Thoughts on the Power of Giving
by Candice Bennett, Director of Development, and Emily Cooksey, Board Member
On Thursday, we had the opportunity to attend a special presentation at the Smithsonian’s National Museum of American History (NMAH) on The Power of Giving with a focus on culture and the arts. The program had an impressive line up of speakers, including David Skorton, Darren Walker, David Rubenstein, Mary Stuart Masterson and Alberto Ibargüen.
David Rubenstein (son of a postal worker who became a self made billionaire and major philanthropist) spoke humbly about how his “luck” in making money gives him the opportunity to help others in many ways, but cited artifact philanthropy as an example. One of the many examples of these efforts has been to buy and donate priceless historic artifacts for display in public museums to peak the interest of millions of Americans and foreign visitors to learn and understand more about world and American history. Mr. Rubenstein, explained his philanthropic goals are intended to provide intellect and inspiration to ensure maximum beneficial impact on millions of Americans – the “3 I’s”.
Darren Walker, the President of the Ford Foundation, spoke about how his philanthropic career evolved as a result of his exposure to the arts and humanities. He grew up in a very modest household in Liberty, Texas, and his mother worked as a housekeeper for a wealthy Houston family. His mother brought home her wealthy employers’ event programs and magazines and this sparked an interest in young Darren to explore a world bigger than Liberty. Mr. Walker said, “Philanthropy tasks the privileged with improving the systems and structures that benefit the privileged” and that “Philanthropy must be approached with humility.”
Mary Stuart Masterson (actress, producer and parent) spoke enthusiastically about her ongoing efforts to improve the quality of life for her entire community (including herself and her family) by creating an infrastructure with all of the draws needed for the television production business, providing thousands of new jobs, a strong economy, and the introduction of a vast arts industry. Her motto is “Make Local Work”.
There were many inspiring nuggets delivered by the speakers throughout the morning, but John Gray, the Director of NMAH, said giving occurs because people envision a more humane future, whether that giving is to medicine/science, arts and culture, or human services. Philanthropy can help deliver social equity and justice.
We’ll close with this Nelson Mandela quote that was shared at the event, “It is always impossible until it is done.”

**Region pointing data**
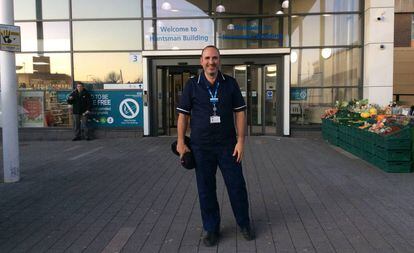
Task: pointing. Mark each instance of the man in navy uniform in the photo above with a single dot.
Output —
(211, 101)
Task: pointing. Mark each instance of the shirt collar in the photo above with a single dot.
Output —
(202, 77)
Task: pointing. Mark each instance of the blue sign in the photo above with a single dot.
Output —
(298, 94)
(117, 108)
(269, 94)
(62, 95)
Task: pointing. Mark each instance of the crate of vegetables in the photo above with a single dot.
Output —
(397, 139)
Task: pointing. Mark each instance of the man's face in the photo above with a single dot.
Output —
(79, 87)
(210, 61)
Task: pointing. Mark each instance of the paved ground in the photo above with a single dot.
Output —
(130, 195)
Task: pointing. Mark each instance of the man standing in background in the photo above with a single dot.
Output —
(81, 102)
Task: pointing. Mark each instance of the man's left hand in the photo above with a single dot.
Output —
(238, 151)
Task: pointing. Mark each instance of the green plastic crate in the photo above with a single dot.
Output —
(398, 140)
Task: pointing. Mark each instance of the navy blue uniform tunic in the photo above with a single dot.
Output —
(195, 101)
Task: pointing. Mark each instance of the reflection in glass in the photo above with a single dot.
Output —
(323, 30)
(342, 68)
(310, 109)
(48, 9)
(176, 8)
(100, 68)
(24, 9)
(55, 36)
(43, 72)
(55, 9)
(106, 8)
(107, 35)
(306, 6)
(178, 34)
(252, 33)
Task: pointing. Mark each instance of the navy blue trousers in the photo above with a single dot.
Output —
(207, 159)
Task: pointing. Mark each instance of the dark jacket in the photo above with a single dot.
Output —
(81, 102)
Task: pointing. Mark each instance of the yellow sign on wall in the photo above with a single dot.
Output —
(10, 38)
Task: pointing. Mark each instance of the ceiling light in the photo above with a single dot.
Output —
(326, 53)
(271, 68)
(241, 68)
(166, 6)
(293, 57)
(220, 8)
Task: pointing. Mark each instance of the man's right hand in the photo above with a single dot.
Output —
(182, 148)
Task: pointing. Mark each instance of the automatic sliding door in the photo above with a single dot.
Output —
(255, 100)
(270, 98)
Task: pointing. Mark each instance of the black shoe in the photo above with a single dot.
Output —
(211, 239)
(247, 233)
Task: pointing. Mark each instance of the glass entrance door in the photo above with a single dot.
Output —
(261, 85)
(171, 82)
(258, 84)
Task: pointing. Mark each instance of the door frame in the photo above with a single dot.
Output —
(154, 59)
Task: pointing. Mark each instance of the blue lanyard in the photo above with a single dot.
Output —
(213, 99)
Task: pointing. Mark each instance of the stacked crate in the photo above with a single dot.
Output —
(391, 152)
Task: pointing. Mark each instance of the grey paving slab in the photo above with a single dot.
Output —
(131, 195)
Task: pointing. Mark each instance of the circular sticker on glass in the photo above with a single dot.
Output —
(129, 108)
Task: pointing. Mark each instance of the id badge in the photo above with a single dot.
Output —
(214, 119)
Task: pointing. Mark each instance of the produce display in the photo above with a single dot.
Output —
(379, 135)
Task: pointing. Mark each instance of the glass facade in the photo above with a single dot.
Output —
(404, 52)
(100, 42)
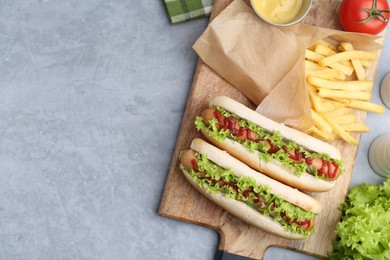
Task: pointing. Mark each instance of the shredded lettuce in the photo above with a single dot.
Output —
(275, 138)
(215, 172)
(364, 229)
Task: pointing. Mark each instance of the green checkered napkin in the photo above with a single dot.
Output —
(183, 10)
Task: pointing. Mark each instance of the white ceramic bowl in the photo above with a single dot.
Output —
(305, 7)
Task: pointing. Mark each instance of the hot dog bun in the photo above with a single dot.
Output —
(239, 208)
(273, 168)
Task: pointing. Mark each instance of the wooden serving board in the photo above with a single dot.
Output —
(182, 202)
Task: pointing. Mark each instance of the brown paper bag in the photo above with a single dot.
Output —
(265, 62)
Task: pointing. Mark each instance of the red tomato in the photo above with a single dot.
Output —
(363, 16)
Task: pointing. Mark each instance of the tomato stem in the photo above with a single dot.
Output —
(374, 13)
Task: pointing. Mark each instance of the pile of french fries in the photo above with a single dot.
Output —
(337, 82)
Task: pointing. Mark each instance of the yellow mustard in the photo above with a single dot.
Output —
(277, 11)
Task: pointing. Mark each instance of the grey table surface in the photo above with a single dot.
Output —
(91, 99)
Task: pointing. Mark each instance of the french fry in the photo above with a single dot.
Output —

**Activity A**
According to the post on the Power of Giving, where did Darren Walker grow up?
**Activity B**
In the post on the Power of Giving, swap "humane" for "hopeful" and write out everything from "There were many" down to "equity and justice.".

**Exercise result A**
He grew up in Liberty, Texas.

**Exercise result B**
There were many inspiring nuggets delivered by the speakers throughout the morning, but John Gray, the Director of NMAH, said giving occurs because people envision a more hopeful future, whether that giving is to medicine/science, arts and culture, or human services. Philanthropy can help deliver social equity and justice.